Task objective - Gather every row below that contains the word "blue", and copy each of those rows out in full.
:: Entries
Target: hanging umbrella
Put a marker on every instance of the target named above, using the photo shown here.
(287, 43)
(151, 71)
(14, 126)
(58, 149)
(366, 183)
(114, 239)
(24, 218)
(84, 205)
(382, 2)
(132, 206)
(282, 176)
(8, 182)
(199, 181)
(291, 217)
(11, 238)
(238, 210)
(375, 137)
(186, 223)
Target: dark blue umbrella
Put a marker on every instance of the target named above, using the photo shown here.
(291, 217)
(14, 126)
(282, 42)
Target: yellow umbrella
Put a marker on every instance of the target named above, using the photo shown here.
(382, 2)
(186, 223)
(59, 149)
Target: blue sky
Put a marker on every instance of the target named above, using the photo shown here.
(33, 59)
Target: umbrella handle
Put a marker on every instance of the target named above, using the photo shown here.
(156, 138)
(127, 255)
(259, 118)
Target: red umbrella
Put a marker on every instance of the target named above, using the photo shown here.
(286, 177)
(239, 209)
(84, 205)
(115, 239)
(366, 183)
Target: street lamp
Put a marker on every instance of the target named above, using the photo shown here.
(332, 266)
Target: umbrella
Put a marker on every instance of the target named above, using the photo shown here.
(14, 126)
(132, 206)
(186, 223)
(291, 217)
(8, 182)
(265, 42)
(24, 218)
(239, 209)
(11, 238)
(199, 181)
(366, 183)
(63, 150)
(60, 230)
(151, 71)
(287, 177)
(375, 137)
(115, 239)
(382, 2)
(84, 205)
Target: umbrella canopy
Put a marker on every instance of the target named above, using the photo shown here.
::::
:: Entries
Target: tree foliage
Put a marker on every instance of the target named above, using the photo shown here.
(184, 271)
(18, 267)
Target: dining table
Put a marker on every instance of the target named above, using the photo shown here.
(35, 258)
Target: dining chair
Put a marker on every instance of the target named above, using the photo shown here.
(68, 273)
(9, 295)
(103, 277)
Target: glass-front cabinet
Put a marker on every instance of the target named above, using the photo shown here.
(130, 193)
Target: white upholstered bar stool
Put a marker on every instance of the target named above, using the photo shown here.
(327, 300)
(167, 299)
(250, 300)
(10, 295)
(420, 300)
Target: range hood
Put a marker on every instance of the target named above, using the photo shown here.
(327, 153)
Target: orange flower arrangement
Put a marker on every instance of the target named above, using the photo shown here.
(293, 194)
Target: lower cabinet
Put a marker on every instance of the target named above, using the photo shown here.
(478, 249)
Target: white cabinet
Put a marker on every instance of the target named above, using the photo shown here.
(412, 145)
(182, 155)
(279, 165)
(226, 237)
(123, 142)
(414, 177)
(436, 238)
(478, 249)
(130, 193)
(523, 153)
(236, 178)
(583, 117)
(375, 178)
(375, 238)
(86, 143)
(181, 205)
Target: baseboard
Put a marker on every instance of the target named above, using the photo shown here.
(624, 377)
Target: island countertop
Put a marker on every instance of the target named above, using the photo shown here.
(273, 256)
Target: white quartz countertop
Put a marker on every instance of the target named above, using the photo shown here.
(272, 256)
::::
The solution -
Target: dark blue umbrella
Target: blue sky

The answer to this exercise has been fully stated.